• _Aim_
Will you restate verbatim the lines running from the line with "Practice step: indicate the ceiling fan with" to the end of the data, leaving out everything else?

• _Provided records_

BEGIN

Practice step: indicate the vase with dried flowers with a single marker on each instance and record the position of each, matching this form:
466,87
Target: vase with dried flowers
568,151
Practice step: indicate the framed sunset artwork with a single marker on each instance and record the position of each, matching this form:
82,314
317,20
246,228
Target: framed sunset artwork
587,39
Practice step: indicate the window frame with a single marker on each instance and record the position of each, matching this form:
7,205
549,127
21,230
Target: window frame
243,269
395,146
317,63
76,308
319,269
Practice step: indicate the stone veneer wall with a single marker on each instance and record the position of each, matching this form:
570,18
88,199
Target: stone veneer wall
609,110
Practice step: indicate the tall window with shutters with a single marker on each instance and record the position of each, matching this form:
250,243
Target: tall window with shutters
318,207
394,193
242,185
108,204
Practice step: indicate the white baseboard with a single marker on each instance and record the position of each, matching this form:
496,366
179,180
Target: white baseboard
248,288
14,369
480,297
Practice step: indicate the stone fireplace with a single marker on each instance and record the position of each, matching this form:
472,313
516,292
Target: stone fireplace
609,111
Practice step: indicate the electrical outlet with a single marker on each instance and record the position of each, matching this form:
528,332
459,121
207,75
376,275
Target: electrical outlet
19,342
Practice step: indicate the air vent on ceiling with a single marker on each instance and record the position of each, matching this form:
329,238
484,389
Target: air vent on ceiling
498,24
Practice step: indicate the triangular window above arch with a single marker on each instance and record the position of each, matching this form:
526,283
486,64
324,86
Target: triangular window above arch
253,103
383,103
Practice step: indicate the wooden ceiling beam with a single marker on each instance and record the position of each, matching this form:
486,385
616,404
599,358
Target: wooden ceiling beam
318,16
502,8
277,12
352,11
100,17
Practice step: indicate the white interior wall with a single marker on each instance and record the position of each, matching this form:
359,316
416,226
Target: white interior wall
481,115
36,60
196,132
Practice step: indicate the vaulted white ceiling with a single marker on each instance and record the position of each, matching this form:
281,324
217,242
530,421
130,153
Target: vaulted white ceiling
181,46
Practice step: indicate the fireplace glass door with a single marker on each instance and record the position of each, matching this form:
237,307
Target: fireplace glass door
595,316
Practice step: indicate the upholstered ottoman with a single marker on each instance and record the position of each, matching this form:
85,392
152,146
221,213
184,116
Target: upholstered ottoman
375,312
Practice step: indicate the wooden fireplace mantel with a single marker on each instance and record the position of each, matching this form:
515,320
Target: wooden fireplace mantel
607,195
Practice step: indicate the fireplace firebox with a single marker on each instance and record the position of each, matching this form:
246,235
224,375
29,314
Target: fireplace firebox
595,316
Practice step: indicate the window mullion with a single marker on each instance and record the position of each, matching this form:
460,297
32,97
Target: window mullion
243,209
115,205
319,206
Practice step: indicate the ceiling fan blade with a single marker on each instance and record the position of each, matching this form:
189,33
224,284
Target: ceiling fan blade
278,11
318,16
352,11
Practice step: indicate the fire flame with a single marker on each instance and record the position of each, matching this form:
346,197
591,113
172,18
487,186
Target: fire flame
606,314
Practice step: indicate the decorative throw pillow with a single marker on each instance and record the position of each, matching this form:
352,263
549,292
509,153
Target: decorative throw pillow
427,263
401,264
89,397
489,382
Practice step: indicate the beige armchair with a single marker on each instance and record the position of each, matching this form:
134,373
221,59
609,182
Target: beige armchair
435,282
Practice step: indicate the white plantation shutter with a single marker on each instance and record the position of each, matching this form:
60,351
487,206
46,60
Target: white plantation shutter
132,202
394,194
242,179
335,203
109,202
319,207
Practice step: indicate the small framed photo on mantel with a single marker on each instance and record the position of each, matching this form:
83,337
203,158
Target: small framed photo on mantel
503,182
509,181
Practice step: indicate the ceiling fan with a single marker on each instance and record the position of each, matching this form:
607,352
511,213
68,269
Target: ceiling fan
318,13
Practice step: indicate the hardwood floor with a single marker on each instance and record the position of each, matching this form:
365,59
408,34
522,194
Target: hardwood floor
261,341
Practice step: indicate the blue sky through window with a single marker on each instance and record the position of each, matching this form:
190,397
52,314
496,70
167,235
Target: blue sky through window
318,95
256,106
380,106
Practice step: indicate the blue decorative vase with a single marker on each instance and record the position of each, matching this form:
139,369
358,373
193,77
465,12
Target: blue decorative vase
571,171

END

• _Result for this exercise_
Practice step: indicate the ceiling fan with a single marker on each instance and record the position of each, matching this form:
607,352
511,213
68,269
Target: ceiling fan
318,13
Practice step: indicate the hardwood floor with a single marker on each instance and record the position of each, matching this form:
365,59
408,34
522,194
Target: hardwood floor
261,341
Practice step: indicate the blue sky through window with a single marker on each instance and record the position of each, matching this form:
190,397
52,314
496,70
167,235
Target: blue sky through window
318,95
256,106
380,106
Practice step: indicate the blue decorative vase with a single marker on each instance and record the position of each, matching this form:
139,369
358,373
193,77
465,12
Target: blue decorative vase
571,171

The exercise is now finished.